● Directives
(a) In the passage below on the ISO correction factor, do the following statements agree with it? (i) The worst case calculation uses the minimum humidity of ambient air. (ii) Data generated with the data substitution methodology in 40 CFR part 75 may not be used. (iii) For turbines using NOX CEMS, excess emissions are judged against a 4-hour rolling average NOX concentration. Answer yes or no for each and quote the deciding words.
(b) Write out the passage on the ISO correction factor from "No data generated" to "applicable emission limit.", copied verbatim.

In lieu of recording the ISO standard conditions, a worst case ISO
correction factor can be calculated using historical ambient data. For
the purpose of this calculation, substitute the maximum humidity of
ambient air (Ho), minimum ambient temperature
(Ta), and minimum combustor inlet absolute pressure
(Po) into the ISO correction equation. By using worst case
parameters in this equation, the owner/operator can ensure compliance
in all situations without having to continuously monitor temperature,
humidity and pressure. Several case-by-case determinations performed by
EPA have accepted this methodology as an alternative to continuous
monitoring of atmospheric conditions.
No data generated using the data substitution methodology in 40 CFR
part 75 may be used. Instead, these periods of missing data are
identified and summarized in the excess emissions and monitoring report
required in 40 CFR 60.13. For turbines using NOX CEMS, we
have defined excess emissions as any unit operating hour during which
the 4-hour rolling average NOX concentration exceeds the
applicable emission limit.

● Data listing
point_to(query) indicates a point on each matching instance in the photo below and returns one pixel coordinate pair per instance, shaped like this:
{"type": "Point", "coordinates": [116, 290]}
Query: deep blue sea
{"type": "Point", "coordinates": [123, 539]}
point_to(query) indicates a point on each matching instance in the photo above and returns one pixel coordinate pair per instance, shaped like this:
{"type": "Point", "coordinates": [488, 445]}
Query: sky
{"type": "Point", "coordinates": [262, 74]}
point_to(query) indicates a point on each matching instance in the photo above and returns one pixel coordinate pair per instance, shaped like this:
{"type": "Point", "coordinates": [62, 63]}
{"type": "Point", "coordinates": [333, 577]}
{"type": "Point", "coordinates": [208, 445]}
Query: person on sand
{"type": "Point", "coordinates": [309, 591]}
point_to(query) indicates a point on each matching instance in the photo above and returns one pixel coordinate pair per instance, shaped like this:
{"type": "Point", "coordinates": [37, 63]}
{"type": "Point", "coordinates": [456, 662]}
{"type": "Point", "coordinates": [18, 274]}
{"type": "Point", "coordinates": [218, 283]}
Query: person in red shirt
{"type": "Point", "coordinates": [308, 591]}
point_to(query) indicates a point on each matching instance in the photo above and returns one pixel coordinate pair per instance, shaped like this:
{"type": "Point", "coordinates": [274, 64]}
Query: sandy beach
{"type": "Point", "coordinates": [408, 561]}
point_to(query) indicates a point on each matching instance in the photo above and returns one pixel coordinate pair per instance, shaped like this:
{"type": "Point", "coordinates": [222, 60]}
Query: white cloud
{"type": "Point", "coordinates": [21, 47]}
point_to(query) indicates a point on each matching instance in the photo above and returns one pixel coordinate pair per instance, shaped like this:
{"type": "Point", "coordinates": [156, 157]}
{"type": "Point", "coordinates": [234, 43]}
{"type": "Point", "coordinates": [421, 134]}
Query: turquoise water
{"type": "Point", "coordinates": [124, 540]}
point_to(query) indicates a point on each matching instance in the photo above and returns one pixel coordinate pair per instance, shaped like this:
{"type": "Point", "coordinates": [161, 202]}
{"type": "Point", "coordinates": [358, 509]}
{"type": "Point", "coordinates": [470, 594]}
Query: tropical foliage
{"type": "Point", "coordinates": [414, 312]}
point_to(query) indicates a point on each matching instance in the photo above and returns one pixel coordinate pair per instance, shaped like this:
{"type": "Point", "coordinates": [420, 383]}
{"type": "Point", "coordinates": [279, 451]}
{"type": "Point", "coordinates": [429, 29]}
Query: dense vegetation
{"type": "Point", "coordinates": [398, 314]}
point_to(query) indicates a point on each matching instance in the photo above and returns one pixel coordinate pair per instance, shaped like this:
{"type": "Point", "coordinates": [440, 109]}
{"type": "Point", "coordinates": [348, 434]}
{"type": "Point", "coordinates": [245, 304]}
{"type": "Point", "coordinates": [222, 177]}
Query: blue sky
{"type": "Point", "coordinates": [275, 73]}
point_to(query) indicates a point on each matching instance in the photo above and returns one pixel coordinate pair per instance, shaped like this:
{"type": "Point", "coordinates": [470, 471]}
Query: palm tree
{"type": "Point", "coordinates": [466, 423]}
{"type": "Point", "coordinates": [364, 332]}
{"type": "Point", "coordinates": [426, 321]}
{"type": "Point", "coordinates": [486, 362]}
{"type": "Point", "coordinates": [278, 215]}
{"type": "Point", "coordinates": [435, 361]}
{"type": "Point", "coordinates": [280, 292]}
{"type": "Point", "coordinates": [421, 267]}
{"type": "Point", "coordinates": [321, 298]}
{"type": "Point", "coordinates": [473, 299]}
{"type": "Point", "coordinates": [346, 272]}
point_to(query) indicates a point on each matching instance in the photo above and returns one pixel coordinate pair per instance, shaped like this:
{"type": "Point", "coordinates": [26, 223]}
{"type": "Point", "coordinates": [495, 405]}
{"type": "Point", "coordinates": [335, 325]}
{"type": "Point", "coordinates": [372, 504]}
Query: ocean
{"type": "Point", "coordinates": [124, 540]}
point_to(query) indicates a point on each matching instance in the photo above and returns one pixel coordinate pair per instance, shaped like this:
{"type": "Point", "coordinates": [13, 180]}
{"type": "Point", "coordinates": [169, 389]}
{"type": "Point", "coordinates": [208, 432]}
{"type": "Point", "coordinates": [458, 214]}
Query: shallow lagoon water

● Results
(a)
(i) No: "substitute the maximum humidity of ambient air (Ho)"
(ii) Yes: "No data generated using the data substitution methodology in 40 CFR part 75 may be used."
(iii) Yes: "the 4-hour rolling average NOX concentration exceeds the applicable emission limit"

(b)
No data generated using the data substitution methodology in 40 CFR
part 75 may be used. Instead, these periods of missing data are
identified and summarized in the excess emissions and monitoring report
required in 40 CFR 60.13. For turbines using NOX CEMS, we
have defined excess emissions as any unit operating hour during which
the 4-hour rolling average NOX concentration exceeds the
applicable emission limit.